Task goal:
Express the records below as a Markdown table with two columns, Row and Line. Give each non-blank line its own row.

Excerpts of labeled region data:
____

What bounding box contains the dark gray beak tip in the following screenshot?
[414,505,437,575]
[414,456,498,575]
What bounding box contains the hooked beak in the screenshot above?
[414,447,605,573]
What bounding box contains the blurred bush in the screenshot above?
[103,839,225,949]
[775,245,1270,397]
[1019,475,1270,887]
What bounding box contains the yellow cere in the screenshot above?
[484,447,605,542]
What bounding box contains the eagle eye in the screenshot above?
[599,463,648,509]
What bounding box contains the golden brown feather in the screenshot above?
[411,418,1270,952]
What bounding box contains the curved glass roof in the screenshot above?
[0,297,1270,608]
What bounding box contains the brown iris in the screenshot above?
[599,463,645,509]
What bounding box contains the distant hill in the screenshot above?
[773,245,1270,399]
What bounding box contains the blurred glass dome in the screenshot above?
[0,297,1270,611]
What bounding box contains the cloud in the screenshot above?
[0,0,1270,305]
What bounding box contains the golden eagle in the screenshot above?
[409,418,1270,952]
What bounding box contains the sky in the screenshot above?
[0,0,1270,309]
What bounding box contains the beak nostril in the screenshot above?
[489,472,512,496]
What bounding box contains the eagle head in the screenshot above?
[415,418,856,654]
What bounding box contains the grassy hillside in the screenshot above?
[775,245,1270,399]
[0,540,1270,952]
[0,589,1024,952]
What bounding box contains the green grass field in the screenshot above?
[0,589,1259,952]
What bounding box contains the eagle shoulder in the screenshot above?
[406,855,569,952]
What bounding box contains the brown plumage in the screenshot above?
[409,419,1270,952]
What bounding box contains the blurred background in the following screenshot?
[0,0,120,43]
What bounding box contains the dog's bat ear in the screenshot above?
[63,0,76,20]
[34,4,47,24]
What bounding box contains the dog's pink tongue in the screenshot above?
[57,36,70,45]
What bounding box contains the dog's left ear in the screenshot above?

____

Answer to this exercise:
| Row | Line |
|---|---|
| 1 | What bounding box contains the dark gray beak tip in the following screenshot? |
| 2 | [414,505,437,575] |
| 3 | [414,456,498,575] |
| 4 | What bounding box contains the hooked beak in the screenshot above? |
| 5 | [414,447,605,573] |
| 6 | What bounding box contains the blurred bush in the screenshot above? |
| 7 | [103,839,225,949] |
| 8 | [775,245,1270,397] |
| 9 | [1019,475,1270,887] |
| 10 | What bounding box contains the yellow cere in the screenshot above? |
| 11 | [484,447,605,542] |
| 12 | What bounding box contains the eagle eye in the screenshot above? |
| 13 | [599,463,648,509] |
| 14 | What bounding box contains the golden brown feather in the screenshot above? |
| 15 | [411,418,1270,952] |
| 16 | What bounding box contains the curved glass roof in the screenshot above? |
| 17 | [0,297,1270,608] |
| 18 | What bounding box contains the brown iris in the screenshot above? |
| 19 | [599,463,645,509] |
| 20 | What bounding box contains the distant hill in the screenshot above? |
| 21 | [773,245,1270,399] |
| 22 | What bounding box contains the blurred glass dome in the screenshot above? |
| 23 | [0,297,1270,611] |
| 24 | What bounding box contains the cloud in the screenshot above? |
| 25 | [0,0,1270,305] |
| 26 | What bounding box contains the golden eagle in the screenshot above? |
| 27 | [409,418,1270,952] |
| 28 | What bounding box contains the sky in the screenshot above? |
| 29 | [0,0,1270,309] |
| 30 | What bounding box contains the beak nostril in the screenshot above? |
| 31 | [489,472,512,496] |
| 32 | What bounding box contains the eagle head in the screenshot above? |
| 33 | [415,418,856,654] |
| 34 | What bounding box contains the grassy hillside in the screenshot above? |
| 35 | [775,245,1270,399] |
| 36 | [0,540,1270,952] |
| 37 | [0,589,1024,952] |
| 38 | What bounding box contains the green grass field in the screenshot above? |
| 39 | [0,589,1259,952] |
| 40 | What bounding box contains the eagle shoulder in the screenshot above? |
| 41 | [406,855,569,952] |
| 42 | What bounding box contains the brown plumage in the screenshot above? |
| 43 | [409,419,1270,952] |
| 44 | What bounding box contains the blurred background in the following screenshot? |
| 45 | [0,0,120,43] |
| 46 | What bounding box contains the dog's bat ear in the screenshot above? |
| 47 | [63,0,76,20] |
| 48 | [34,4,47,24] |
| 49 | What bounding box contains the dog's pink tongue in the screenshot above? |
| 50 | [57,36,70,45] |
| 51 | What bounding box contains the dog's left ear in the screenshot above? |